En l’absence de soleil et sans chaleur caniculaire, s’est déoulée la deuxième corrida à Plumaçon et un nouveau lleno était enregistré. Le cartel réunissait Sébastien Castella, de retour dans le circuit des férias, Daniel Luque, triomphateur l’an passé, et Dorian Canton, jeune matador béarnais qui réapparaissait après l’interruption de sa saison à la suite d’une blessure au tendon du pouce de la main droite au cours d’un entraînement survenu début juin. Ils affrontaient des toros de El Pilar, une branche JP Domecq de Moises Fraile par Aldeanueva. Ces derniers font partie de toros prisés par les figuras bien qu’ils ne donnent pas exactement ce que l’on attend de toros de cette origine, principalement par le physique et par le moral, comme ceux de cet après-midi: des toros pas toujours très costauds, charpentés, et d’une tendance à la sosería, donc d’une noblesse assez ennuyeuse. Des cinqueños, sauf le 1er et le 5ème, volumineux, très épargnés aux piques et dont le rendement s’est amélioré entre les mains expertes de Daniel Luque principalement. Sébastien Castella, malgré ses efforts, n’arrivait pas à s’accorder à ses toros. Dorian Canton, lui, ne suscitait pas l’enthousiasme des aficionados? qui ne reconnaissaient pas ses mérites principalement au 6ème, sobrero du même fer de El Pilar.
Daniel Luque est donc sorti en triomphe de cette corrida après une exhibition de technique et élégance face surtout à son premier, corpulent et raisonnablement armé. Il était reçu avec parcimonie et suavité car il avait tendance à fuir la cape. Il s’ensuivait, comme dans une ronde, des mouvements - en redondo - qui entraînaient le toro vers le centre du ruedo, comme aimanté par l’étoffe (percale) sans un accrochage, sans brusquerie, du grand art! Le maestro s’occupait de la brega pour un tercio de piques où le toro tirait des coups de tête au premier contact, peu châtié au second. Ivan García saluait pour sa pose spectaculaire de banderilles. Avec la muleta, Daniel Luque poursuivait sa démonstration toréant à mi-hauteur, avec autorité et élégance. Les séries de la droite ètaient longues, plus que les deux ou trois passes et passe de poitrine standardisées. Parmi cela, de la gauche, l’enchaînement parfait des passes, une grande et profonde naturelle et la passe de poitrine. Sans compter le placement et l’entame de chaque série par un molinete ou ayudado por alto. Mesurant la durée de la faena, dans un bouquet de passes il menait le toro vers le tercio par des passes alternées en changeant de main. Il la prolongeait néanmoins, pour le plaisir, le sien et le nôtre, dans une últime série de derechazos en mouvement calculé avant les fameuses luquesinas, hésitantes au début et vibrantes les suivantes. Estocade un peu tombée, un avis et deux oreilles!! Daniel Luque avait le toreo et “fait” le toro. À la réception du 5ème, le même processus à la cape aurait pu avoir lieu – tentative – mais ce toro n'était pas disposé à collaborer et de plus il avait les forces limitées après des piques en simulacre, de telle sorte que la faena caressante de Luqe n’avait plus le même intérêt qu’au 2ème, des détails effectivement mais cela n’était pas suffisant. Une estocade habile à toro avancé et un peu tombée en finissait avec ce toro quelconque. Un avis.
..............................
Consigne écrite 1 ->
Répondez à ces questions d'après le compte rendu de la corrida de Plumaçon :
(a) De quel élevage venaient les toros de l'après-midi ?
(b) Où Dorian Canton s'était-il blessé, et à quelle occasion ?
(c) Quel banderillero a salué pour sa pose de banderilles ?
Le texte et les enregistrements proviennent de sources différentes.
..............................
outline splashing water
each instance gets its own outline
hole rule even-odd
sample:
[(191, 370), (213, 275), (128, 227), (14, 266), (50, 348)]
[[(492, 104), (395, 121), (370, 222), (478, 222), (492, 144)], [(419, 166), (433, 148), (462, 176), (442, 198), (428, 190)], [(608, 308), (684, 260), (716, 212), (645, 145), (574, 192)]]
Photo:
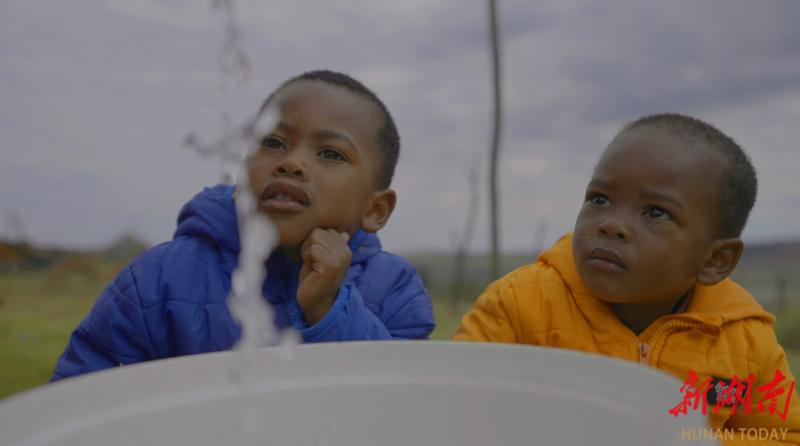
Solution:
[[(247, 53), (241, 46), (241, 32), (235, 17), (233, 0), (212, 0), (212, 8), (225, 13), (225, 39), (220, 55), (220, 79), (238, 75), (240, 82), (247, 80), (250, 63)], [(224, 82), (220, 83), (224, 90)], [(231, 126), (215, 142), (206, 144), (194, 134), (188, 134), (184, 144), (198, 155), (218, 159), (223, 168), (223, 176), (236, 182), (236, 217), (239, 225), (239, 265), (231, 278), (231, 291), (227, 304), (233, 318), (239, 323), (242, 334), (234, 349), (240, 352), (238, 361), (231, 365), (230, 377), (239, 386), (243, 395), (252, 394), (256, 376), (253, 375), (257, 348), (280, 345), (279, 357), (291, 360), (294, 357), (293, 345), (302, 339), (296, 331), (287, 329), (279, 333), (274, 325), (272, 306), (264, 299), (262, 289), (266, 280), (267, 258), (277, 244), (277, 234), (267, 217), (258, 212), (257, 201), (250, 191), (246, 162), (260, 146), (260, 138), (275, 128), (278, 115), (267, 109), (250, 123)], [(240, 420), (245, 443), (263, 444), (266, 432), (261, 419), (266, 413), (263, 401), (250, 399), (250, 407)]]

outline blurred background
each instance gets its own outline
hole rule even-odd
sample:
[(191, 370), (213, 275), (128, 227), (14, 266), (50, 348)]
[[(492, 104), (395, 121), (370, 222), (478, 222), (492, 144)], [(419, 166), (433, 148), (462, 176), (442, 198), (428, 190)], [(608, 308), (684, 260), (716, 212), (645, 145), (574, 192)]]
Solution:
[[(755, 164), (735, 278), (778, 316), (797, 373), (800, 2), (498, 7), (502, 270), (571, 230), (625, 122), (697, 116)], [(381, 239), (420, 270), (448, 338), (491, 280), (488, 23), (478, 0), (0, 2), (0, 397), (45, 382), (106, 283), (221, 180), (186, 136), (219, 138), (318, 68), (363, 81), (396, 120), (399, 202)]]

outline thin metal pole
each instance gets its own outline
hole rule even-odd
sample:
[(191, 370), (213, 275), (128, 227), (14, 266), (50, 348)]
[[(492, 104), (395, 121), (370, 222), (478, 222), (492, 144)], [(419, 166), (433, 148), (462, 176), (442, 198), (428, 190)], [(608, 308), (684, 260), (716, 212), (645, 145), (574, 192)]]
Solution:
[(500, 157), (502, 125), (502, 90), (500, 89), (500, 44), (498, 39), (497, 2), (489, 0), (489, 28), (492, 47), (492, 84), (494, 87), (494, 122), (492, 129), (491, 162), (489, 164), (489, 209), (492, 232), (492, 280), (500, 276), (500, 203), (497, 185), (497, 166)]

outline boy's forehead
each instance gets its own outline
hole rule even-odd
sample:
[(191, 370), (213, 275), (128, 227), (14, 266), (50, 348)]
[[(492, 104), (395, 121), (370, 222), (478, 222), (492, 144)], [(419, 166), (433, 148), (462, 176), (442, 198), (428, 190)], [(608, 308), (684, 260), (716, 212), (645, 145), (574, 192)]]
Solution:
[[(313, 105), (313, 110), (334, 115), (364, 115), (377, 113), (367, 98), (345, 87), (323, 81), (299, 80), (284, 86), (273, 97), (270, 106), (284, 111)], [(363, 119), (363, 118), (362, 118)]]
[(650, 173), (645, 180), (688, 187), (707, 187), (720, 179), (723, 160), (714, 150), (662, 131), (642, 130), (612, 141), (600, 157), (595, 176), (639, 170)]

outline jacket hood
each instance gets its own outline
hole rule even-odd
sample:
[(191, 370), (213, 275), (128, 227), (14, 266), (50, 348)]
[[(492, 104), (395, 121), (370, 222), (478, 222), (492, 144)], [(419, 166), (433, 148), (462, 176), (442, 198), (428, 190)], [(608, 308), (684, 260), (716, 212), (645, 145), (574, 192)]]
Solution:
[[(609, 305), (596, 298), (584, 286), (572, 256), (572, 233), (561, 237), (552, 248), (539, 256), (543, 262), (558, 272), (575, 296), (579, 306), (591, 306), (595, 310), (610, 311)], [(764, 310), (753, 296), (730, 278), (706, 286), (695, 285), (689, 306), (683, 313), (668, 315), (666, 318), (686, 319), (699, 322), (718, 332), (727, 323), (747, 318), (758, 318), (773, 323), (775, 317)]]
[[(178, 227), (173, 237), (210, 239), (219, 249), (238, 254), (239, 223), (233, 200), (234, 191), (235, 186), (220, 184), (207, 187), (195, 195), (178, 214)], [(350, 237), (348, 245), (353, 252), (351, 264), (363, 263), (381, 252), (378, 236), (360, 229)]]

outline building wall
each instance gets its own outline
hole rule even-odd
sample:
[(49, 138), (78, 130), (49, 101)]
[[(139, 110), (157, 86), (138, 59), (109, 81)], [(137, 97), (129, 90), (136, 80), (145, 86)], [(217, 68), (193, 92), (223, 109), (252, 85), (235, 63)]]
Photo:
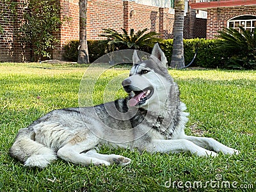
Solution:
..............................
Consigne écrite 2 -> Convertissez en liste JSON de chaînes les lignes des enregistrements, du début jusqu'à la ligne contenant "399), (250, 407)]]" incluse. Mettez une chaîne par ligne, sautez les lignes vides et laissez de côté les images.

Résultat attendu 1 ->
(a) De l'élevage El Pilar.
(b) Au tendon du pouce de la main droite, au cours d'un entraînement début juin.
(c) Ivan García.

Résultat attendu 2 ->
[
  "outline splashing water",
  "each instance gets its own outline",
  "hole rule even-odd",
  "sample:",
  "[(191, 370), (213, 275), (128, 227), (14, 266), (50, 348)]",
  "[[(492, 104), (395, 121), (370, 222), (478, 222), (492, 144)], [(419, 166), (433, 148), (462, 176), (442, 198), (428, 190)], [(608, 308), (684, 260), (716, 212), (645, 145), (574, 192)]]",
  "Photo:",
  "Solution:",
  "[[(247, 53), (241, 46), (241, 32), (235, 17), (233, 0), (212, 0), (212, 8), (225, 13), (225, 39), (220, 55), (220, 79), (238, 75), (240, 82), (247, 80), (250, 63)], [(224, 82), (220, 83), (224, 90)], [(231, 126), (215, 142), (206, 144), (194, 134), (188, 134), (184, 144), (198, 155), (218, 159), (223, 168), (223, 176), (236, 182), (236, 217), (239, 225), (239, 265), (231, 278), (231, 291), (227, 304), (233, 318), (239, 323), (242, 334), (234, 349), (240, 352), (238, 361), (231, 365), (230, 377), (239, 386), (243, 395), (252, 394), (256, 376), (253, 375), (257, 348), (280, 345), (279, 357), (291, 360), (294, 357), (293, 345), (302, 339), (296, 331), (287, 329), (279, 333), (274, 325), (272, 306), (264, 299), (262, 289), (266, 280), (267, 258), (277, 244), (277, 234), (267, 217), (258, 212), (257, 201), (250, 191), (246, 162), (260, 146), (260, 138), (275, 128), (278, 115), (267, 109), (250, 123)], [(240, 420), (245, 443), (263, 444), (266, 432), (261, 419), (266, 413), (263, 401), (250, 399), (250, 407)]]"
]